*The records*

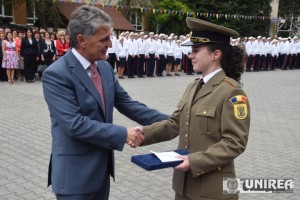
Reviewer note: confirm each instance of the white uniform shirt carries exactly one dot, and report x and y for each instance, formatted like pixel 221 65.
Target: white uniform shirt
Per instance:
pixel 132 46
pixel 122 50
pixel 275 50
pixel 113 48
pixel 142 47
pixel 169 48
pixel 160 47
pixel 151 45
pixel 177 51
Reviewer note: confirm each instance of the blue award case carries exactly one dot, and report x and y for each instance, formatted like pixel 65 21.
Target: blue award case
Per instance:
pixel 150 162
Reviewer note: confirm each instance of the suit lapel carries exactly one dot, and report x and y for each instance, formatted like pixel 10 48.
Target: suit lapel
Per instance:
pixel 83 77
pixel 207 88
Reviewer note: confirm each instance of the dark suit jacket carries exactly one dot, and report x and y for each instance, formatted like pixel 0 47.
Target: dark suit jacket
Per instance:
pixel 210 127
pixel 28 49
pixel 83 136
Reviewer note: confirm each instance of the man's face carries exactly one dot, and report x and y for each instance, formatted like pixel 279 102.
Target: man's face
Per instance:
pixel 96 46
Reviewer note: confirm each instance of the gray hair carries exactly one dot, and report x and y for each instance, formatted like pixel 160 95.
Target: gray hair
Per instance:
pixel 86 20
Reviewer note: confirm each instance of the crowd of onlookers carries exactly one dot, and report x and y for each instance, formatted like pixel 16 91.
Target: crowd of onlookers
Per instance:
pixel 135 54
pixel 269 53
pixel 23 51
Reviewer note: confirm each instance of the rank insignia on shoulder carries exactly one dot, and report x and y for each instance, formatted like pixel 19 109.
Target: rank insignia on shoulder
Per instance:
pixel 240 106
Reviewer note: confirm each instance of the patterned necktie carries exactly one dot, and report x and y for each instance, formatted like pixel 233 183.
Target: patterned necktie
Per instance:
pixel 96 78
pixel 199 86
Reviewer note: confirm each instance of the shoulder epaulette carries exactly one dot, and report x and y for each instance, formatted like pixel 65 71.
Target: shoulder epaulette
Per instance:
pixel 231 82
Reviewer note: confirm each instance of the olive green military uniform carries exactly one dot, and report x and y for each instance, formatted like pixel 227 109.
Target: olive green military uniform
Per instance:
pixel 214 128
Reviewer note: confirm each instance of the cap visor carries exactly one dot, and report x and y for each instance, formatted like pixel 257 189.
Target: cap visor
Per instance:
pixel 189 43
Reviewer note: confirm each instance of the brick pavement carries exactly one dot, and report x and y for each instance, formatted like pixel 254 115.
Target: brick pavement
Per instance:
pixel 272 152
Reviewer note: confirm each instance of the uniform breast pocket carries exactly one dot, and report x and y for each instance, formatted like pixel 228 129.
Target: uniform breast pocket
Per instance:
pixel 205 116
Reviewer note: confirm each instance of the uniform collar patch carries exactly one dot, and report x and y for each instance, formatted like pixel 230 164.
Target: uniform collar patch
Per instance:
pixel 238 99
pixel 239 106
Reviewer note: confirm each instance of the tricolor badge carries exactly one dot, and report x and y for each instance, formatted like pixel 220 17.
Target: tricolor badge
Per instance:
pixel 240 106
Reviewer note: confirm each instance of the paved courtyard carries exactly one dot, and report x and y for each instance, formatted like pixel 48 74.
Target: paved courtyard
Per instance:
pixel 273 149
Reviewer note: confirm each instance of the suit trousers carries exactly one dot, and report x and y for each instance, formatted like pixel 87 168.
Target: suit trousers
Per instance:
pixel 101 194
pixel 112 60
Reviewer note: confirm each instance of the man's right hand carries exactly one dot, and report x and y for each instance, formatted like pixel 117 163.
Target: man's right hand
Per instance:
pixel 135 136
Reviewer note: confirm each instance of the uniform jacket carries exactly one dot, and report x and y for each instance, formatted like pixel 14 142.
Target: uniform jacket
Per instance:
pixel 210 130
pixel 83 136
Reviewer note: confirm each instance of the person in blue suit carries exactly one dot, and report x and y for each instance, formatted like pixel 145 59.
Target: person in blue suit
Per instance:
pixel 83 134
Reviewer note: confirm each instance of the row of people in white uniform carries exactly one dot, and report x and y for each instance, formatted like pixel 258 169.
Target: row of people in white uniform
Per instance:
pixel 140 53
pixel 269 54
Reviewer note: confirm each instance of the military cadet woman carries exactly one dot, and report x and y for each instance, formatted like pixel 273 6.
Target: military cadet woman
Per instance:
pixel 212 122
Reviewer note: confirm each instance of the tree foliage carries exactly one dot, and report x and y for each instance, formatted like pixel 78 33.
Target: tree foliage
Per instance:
pixel 239 7
pixel 287 7
pixel 46 12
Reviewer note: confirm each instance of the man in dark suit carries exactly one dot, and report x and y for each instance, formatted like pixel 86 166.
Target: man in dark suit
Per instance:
pixel 81 92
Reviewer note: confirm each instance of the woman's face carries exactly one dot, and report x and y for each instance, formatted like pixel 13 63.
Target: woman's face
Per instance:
pixel 29 33
pixel 47 35
pixel 9 36
pixel 15 33
pixel 202 58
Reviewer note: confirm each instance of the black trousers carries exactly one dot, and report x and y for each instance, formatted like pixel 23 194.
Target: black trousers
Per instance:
pixel 151 64
pixel 298 61
pixel 249 65
pixel 141 65
pixel 161 64
pixel 189 66
pixel 274 63
pixel 29 67
pixel 112 58
pixel 131 66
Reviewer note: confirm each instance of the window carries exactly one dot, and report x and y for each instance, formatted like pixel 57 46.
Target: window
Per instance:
pixel 6 9
pixel 30 12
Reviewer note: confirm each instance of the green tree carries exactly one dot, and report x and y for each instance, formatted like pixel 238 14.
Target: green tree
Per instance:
pixel 253 27
pixel 46 12
pixel 169 17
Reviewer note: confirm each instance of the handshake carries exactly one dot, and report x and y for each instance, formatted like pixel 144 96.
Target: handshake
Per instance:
pixel 135 136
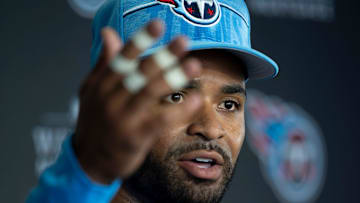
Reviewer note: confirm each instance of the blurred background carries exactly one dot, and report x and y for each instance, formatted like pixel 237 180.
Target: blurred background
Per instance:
pixel 45 54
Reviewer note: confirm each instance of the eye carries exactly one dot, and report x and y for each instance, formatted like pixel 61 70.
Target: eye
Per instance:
pixel 229 105
pixel 175 98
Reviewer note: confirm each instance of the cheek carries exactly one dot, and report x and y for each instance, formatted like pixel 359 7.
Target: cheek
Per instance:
pixel 236 135
pixel 168 136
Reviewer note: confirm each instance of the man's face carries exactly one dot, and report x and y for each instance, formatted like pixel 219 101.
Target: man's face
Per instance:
pixel 194 161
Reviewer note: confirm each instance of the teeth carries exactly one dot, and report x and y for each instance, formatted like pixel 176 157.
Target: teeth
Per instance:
pixel 204 160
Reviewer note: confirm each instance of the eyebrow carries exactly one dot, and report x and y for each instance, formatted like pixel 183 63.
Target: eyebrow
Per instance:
pixel 193 84
pixel 233 89
pixel 227 89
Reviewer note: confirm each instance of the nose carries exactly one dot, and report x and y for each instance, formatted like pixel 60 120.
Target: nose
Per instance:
pixel 206 126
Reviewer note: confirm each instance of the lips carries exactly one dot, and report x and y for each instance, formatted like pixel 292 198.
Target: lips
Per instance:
pixel 203 164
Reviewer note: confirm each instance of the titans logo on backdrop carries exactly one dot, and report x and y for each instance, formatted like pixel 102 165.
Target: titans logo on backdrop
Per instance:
pixel 289 146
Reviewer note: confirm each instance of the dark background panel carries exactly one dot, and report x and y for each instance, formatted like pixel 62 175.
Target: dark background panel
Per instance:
pixel 45 54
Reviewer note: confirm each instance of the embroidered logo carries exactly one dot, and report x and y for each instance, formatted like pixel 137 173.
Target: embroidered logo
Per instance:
pixel 196 12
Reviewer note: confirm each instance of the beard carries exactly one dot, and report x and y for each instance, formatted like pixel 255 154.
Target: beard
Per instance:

*Exercise objective*
Copy out each line of the material above that holds the word "necktie".

*Finished task*
Reviewer note: confirm each instance of the patterned necktie carries exactly one dot, and report x and y for each instance, formatted like pixel 233 183.
Target: patterned necktie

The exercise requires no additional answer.